Required action:
Determine how many lines of the material below contain "white". Report only that figure.

---*---

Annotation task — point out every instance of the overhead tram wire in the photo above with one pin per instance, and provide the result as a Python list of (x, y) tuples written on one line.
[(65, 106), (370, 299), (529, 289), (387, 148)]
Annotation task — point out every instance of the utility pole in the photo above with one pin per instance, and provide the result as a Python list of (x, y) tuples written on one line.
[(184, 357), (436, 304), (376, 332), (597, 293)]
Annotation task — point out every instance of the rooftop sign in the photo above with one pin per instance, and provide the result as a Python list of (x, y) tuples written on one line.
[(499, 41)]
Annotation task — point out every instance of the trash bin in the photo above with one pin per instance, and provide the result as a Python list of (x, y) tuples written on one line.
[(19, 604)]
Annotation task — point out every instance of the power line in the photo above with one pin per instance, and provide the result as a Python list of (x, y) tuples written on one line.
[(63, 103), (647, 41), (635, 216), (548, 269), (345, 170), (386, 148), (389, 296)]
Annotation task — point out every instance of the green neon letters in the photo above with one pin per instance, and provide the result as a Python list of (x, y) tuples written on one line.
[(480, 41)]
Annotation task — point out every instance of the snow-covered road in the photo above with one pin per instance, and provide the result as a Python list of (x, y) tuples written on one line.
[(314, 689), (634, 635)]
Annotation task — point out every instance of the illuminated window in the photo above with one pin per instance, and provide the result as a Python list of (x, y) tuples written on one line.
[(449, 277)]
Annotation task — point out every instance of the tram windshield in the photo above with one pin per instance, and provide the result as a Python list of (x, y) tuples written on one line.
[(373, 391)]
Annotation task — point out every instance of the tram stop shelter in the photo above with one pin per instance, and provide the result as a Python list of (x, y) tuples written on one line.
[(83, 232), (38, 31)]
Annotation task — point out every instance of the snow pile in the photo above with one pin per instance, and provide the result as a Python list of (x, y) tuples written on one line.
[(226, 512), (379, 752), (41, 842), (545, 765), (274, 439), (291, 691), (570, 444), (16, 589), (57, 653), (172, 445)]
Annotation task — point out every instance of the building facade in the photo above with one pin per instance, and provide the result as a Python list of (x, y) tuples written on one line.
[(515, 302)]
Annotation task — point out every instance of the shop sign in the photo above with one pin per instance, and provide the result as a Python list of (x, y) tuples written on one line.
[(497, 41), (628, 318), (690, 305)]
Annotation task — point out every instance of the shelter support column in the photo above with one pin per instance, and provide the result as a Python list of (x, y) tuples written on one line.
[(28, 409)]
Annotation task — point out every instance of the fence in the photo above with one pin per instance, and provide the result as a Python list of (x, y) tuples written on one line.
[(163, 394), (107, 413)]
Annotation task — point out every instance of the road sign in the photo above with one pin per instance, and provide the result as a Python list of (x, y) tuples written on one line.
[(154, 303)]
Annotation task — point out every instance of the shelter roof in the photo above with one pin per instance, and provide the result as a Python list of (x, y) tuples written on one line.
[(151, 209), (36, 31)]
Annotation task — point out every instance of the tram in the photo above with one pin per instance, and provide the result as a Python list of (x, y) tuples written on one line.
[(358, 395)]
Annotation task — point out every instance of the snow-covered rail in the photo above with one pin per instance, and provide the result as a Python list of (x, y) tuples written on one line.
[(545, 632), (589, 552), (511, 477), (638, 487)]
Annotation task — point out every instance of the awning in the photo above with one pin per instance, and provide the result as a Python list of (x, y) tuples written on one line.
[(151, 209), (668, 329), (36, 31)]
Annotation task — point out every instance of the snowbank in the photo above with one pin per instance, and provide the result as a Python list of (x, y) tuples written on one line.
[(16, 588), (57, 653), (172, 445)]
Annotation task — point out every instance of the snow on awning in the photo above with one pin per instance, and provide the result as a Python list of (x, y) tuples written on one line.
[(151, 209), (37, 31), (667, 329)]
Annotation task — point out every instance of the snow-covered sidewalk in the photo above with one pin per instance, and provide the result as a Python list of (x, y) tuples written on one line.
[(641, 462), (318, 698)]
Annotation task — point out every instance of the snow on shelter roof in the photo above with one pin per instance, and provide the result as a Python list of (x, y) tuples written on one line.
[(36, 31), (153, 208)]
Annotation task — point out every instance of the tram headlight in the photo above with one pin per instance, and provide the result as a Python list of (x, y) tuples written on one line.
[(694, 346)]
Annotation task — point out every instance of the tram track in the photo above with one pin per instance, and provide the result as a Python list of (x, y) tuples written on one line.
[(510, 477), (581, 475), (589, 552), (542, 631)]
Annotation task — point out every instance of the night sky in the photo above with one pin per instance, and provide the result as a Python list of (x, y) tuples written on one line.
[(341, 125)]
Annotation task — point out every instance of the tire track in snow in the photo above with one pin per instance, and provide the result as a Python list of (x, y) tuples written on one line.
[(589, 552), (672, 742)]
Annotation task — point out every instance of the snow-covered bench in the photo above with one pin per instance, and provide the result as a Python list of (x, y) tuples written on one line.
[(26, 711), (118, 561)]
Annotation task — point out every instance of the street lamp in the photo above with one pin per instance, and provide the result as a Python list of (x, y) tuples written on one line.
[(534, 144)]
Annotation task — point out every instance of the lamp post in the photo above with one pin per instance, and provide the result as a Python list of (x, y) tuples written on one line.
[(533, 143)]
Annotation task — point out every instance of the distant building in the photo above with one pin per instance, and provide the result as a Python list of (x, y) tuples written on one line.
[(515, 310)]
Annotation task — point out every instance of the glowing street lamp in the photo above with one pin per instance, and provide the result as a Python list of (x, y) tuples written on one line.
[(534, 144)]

---*---

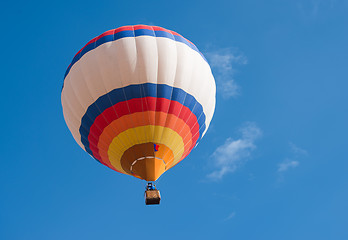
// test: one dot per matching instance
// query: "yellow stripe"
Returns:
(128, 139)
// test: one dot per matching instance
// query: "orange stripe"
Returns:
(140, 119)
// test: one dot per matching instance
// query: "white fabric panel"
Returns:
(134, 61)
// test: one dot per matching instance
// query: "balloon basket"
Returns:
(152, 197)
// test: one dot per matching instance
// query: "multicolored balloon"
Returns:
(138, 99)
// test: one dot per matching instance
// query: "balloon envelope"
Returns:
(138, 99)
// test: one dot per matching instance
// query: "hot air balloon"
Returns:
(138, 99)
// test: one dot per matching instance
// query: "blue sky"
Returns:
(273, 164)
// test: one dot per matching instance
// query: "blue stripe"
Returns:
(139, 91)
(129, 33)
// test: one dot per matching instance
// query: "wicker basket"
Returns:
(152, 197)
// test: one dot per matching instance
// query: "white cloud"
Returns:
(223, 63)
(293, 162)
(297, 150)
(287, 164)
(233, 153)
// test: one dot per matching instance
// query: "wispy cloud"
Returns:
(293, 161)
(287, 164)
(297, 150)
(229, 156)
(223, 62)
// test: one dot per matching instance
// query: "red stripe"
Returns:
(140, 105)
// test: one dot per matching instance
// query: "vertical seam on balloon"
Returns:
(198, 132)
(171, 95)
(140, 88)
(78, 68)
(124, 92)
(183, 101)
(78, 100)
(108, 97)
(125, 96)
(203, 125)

---*---

Response for this exercise:
2